Using five-fold cross-validation on the training data, the XGBoost classifier achieved a mean accuracy of 97.59% ( ± 1.55%), an F1-score of 97.31% ( ± 1.70%), and a recall of 97.02% ( ± 1.86%). When evaluated on a held-out 20% test set, the final model obtained an accuracy of 97.33%, a recall of 94.12%, an F1-score of 96.97%, and a ROC-AUC of 0.9706. Additional calibration and discrimination metrics on the test set included a PR-AUC of 0.9794.
As shown in Figure 1, the model exhibited stable convergence with minimal overfitting across training iterations. These results duly substantiate the training of the model and proves the model is a good-fit, without over or under-fitting. Feature importance scores extracted from the fitted model indicated that CDR, SES and EDUC were the top three strongest predictors of dementia classification.
Figure 1. Training and validation log loss across boosting iterations showing stable model convergence.
The optimized hyperparameter-tuned XGBoost model was then used to predict the “group” attribute in the unlabeled OASIS-1 dataset to infer dementia status for each participant. Since, the OASIS-2 data was converted to snapshot-based cross-sectional data, the use of the trained XGBoost model to predict OASIS-1 data statistically robust. For every subject, the classifier predicted a binary prediction (y = 0 or 1). These inferred labels were then appended to OASIS-1 dataset, generating a complete diagnostic column “group” consistent with the OASIS-2 real-world correlations. Finally, both datasets were concatenated to form an integrated cross-sectional dataset. This dataset had 558 patient records, with a stark class-imbalance between male and female patients, having 163 more female subjects than male. This unified dataset served as the foundation for subsequent class-balancing and sex-bias evaluation procedures.

- EXTRACTED DATA:
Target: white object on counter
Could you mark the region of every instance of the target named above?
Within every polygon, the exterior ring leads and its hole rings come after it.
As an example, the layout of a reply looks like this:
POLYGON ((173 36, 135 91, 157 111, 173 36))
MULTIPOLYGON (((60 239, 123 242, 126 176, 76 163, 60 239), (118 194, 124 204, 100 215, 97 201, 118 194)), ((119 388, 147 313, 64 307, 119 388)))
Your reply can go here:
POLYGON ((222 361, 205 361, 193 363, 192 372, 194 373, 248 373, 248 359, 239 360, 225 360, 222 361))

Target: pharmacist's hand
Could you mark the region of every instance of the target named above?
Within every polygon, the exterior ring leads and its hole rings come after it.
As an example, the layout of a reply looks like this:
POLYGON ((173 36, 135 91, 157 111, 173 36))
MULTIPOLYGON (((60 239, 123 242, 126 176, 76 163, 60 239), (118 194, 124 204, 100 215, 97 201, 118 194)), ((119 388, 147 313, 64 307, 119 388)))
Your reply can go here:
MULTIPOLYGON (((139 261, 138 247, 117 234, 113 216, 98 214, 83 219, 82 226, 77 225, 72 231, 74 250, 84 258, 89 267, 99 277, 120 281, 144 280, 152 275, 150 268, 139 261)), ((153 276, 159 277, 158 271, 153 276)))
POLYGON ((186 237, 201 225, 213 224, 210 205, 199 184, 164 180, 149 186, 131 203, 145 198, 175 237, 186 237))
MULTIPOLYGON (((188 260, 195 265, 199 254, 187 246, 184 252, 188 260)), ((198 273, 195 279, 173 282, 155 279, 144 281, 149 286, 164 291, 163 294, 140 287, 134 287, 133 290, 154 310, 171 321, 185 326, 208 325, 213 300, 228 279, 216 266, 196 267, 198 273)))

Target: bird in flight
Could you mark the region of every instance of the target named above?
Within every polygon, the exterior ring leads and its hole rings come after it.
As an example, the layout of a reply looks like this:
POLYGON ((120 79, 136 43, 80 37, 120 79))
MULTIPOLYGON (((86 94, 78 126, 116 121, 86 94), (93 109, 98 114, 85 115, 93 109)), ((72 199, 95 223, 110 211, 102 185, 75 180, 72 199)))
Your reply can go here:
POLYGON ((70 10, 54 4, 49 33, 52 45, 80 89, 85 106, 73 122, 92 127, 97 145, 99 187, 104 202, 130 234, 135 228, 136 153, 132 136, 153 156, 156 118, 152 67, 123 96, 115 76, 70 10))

- YOUR GOAL:
Could you rewrite the part of the XGBoost results text that opens with the words containing "As shown in" and closes with "of dementia classification.", putting "most influential" in place of "strongest"?

- ANSWER TO THIS EXERCISE:
As shown in Figure 1, the model exhibited stable convergence with minimal overfitting across training iterations. These results duly substantiate the training of the model and proves the model is a good-fit, without over or under-fitting. Feature importance scores extracted from the fitted model indicated that CDR, SES and EDUC were the top three most influential predictors of dementia classification.